§ Description of the task
Each line of the data must be written out again verbatim; no image belongs in the copy.
+ + + + +
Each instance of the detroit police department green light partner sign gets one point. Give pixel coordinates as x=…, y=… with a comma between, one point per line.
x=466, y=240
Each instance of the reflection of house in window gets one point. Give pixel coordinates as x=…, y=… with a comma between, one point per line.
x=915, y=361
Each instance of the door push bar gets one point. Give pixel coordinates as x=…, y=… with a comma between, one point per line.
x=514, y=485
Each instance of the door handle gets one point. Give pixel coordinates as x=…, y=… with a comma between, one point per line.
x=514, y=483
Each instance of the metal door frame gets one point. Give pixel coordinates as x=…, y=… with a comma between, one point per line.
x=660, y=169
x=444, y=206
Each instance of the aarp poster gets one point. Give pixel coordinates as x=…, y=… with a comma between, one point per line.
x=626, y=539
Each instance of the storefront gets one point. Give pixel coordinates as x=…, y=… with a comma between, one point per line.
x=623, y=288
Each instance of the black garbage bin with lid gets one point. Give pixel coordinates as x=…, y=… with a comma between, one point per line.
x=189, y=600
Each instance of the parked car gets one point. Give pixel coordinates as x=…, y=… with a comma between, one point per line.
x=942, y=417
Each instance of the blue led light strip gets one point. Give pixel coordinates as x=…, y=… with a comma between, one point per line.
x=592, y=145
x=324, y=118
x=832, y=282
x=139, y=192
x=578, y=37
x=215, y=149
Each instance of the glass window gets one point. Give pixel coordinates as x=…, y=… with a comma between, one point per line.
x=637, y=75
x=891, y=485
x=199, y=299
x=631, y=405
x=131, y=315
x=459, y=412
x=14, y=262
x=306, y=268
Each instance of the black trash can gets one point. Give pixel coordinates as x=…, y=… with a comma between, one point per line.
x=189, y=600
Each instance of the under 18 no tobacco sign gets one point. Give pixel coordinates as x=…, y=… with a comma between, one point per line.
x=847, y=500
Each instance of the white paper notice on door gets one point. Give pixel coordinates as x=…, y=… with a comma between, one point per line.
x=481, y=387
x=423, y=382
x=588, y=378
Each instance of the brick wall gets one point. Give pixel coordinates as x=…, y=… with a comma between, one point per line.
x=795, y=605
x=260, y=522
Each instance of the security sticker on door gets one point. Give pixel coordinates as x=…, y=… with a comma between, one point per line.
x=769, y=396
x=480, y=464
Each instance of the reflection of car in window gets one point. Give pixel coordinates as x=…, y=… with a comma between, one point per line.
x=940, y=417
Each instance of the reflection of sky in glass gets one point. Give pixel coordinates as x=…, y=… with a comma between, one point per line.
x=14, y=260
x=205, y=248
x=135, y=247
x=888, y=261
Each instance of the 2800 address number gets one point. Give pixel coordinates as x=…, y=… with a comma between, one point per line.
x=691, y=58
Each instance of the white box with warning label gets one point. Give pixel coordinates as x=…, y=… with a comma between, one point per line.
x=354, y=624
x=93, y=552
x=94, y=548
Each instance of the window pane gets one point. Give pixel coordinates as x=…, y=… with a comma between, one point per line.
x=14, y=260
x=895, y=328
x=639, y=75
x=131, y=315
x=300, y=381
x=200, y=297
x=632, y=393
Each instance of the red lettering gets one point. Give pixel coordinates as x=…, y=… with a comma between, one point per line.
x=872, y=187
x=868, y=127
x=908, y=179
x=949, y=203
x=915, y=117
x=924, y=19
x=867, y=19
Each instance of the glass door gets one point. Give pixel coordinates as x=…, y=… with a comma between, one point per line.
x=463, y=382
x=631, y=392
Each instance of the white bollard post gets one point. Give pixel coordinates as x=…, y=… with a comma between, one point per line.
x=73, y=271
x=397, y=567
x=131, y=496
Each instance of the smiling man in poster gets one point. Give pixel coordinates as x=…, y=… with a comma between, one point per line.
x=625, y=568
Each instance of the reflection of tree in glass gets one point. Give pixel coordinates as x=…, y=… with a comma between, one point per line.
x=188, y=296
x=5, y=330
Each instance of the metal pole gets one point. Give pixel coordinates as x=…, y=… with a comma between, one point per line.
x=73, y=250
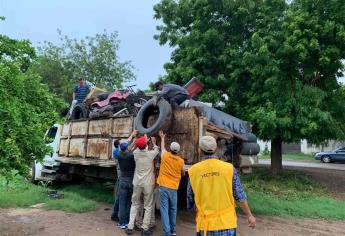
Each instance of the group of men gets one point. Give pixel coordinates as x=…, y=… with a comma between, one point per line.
+ + + + +
§ Problem solution
Each instance of the detroit police department green light partner sign gets one point. Give pixel coordinates as x=…, y=… with a comma between, one point per line.
x=466, y=240
Each instance of the reflection of house in window gets one point. Give pixel coordinates as x=…, y=… with a comma between, one point per line.
x=915, y=361
Each instance of the door push bar gets one point. Give pixel coordinates as x=…, y=… with a comma between, one point per line.
x=514, y=485
Each instance of the door handle gets one point. Give pixel coordinates as x=…, y=… with a comma between, one point per line.
x=514, y=483
Each instance of the metal door frame gets one point. Give pixel coordinates as x=…, y=… with a comma between, one point per line.
x=660, y=169
x=444, y=206
Each instance of the aarp poster gets one point. Give pixel coordinates as x=…, y=… with a comma between, one point per line.
x=626, y=539
Each instance of the storefront gets one point. Give pixel coordinates as x=…, y=… with a comma between, one point per line.
x=623, y=288
Each instance of the black garbage bin with lid gets one point. Give pixel coordinates as x=…, y=… with a comma between, one point per line.
x=189, y=600
Each instance of the parked car gets one point. Give pixel coordinates as x=…, y=… with a comma between, one point per line.
x=942, y=417
Each instance of the blue led light strip gets one point. Give pixel coordinates as x=…, y=… with a comma between, one point per line.
x=592, y=145
x=324, y=118
x=832, y=282
x=139, y=192
x=578, y=37
x=215, y=149
Each instance of the glass window gets one point. Give pixel coordinates as x=…, y=… with a comma between, one point per line.
x=637, y=75
x=891, y=485
x=199, y=299
x=631, y=405
x=131, y=315
x=459, y=412
x=14, y=262
x=306, y=268
Each instance of the black trash can gets one point. Give pixel coordinates as x=…, y=… with a comma between, one point per line.
x=189, y=600
Each instance of the under 18 no tobacco sign gets one point. Give pixel coordinates as x=…, y=… with a comma between, one point per line.
x=847, y=500
Each instance of the white paper notice on door gets one point. Give pixel coordinates as x=…, y=… with a comma between, one point per line.
x=481, y=387
x=423, y=382
x=588, y=378
Each instance of the brick wall gets one point. Give pixel coordinates as x=…, y=… with a comma between, one point per line.
x=795, y=605
x=260, y=522
Each instance of the security sticker on door gets one point. Give pixel coordinates as x=…, y=… with a comma between, one point per line.
x=769, y=396
x=480, y=464
Each instance of the reflection of car in window gets one point. Give pixel coordinates as x=…, y=… with a comma between, one point per line.
x=940, y=417
Each instance of the reflection of sky in glass gets one point. Give pixel coordinates as x=…, y=… with a comma between, one point per line.
x=14, y=260
x=205, y=248
x=135, y=247
x=888, y=261
Each instance of the 2800 address number gets one point. Give pixel coordinates as x=…, y=… with a comma between, one point per line.
x=691, y=58
Each instance of the white box with warning label gets one point. Give pixel coordinates as x=…, y=… with a comma between, one point per line.
x=354, y=624
x=93, y=552
x=94, y=548
Each instance of the window pane gets one point. Give pixel coordinates as x=…, y=… with a comma between, one point per line.
x=14, y=260
x=895, y=328
x=639, y=75
x=131, y=315
x=300, y=381
x=200, y=297
x=632, y=393
Each instance of the red lettering gets one point. Give pixel coordinates as x=…, y=… with a comma between, one point per line.
x=872, y=187
x=868, y=127
x=908, y=179
x=949, y=203
x=915, y=117
x=924, y=19
x=867, y=19
Each instance of the glass door gets one point. Give pixel coordinates as x=…, y=… with a comma between, one point per line.
x=463, y=382
x=631, y=392
Each instance of the white bollard post gets one point. Give pixel coordinates as x=…, y=… with a comma between, one point per line.
x=73, y=271
x=397, y=567
x=131, y=496
Each instance of the smiling man in poster gets one point. Give pixel coordinates as x=…, y=… with a comma between, one point per line.
x=625, y=568
Each instance of the reflection of tree in glass gets one point. Give pixel coordinates as x=…, y=… with a comma between, one point per line.
x=188, y=296
x=5, y=330
Each instance of the metal pole gets one point. Give pixel coordinates as x=…, y=… with a comma between, one point per line.
x=73, y=250
Each instance of the group of men gets one point. Give pixel coordinates as x=…, y=… with a comma between, one point per line.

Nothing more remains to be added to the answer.